Direction: Show each line of the material below that contains the word "firefighter".

Data for the task:
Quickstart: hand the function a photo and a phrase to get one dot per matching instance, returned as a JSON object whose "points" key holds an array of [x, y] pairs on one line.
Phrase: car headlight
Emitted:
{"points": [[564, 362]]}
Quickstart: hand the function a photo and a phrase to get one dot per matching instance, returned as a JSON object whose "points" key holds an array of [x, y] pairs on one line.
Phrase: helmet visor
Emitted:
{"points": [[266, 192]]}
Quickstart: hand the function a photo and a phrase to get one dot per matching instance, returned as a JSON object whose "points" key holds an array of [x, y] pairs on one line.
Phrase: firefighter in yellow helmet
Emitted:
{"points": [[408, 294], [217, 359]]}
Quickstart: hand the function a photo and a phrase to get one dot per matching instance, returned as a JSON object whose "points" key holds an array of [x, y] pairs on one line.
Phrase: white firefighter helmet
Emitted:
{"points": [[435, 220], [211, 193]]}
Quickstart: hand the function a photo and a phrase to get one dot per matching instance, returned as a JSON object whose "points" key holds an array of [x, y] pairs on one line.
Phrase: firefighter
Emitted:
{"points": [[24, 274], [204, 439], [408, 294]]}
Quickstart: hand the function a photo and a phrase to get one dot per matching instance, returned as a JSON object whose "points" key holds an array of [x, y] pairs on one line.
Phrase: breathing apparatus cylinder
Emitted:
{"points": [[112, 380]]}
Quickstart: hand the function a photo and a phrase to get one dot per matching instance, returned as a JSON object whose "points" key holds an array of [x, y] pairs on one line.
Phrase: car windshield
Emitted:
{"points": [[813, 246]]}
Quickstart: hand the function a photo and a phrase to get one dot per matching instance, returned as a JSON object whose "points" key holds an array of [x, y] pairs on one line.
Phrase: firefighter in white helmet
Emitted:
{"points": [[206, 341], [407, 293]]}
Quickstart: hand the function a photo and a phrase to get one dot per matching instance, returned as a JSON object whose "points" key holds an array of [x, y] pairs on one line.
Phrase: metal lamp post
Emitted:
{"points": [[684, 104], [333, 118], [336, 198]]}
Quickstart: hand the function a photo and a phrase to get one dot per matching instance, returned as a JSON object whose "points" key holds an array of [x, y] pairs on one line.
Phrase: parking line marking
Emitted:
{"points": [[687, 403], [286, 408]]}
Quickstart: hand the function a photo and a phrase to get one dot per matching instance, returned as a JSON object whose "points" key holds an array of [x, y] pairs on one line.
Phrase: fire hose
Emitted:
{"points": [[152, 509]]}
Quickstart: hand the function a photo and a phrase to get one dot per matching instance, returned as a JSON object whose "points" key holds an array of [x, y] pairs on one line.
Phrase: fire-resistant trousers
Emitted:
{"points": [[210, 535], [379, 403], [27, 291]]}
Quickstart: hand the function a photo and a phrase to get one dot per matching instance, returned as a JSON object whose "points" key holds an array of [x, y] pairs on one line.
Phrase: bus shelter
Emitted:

Final result:
Phrase: firefighter in yellow helmet
Phrase: white firefighter helmet
Phrase: firefighter
Phrase: firefighter in white helmet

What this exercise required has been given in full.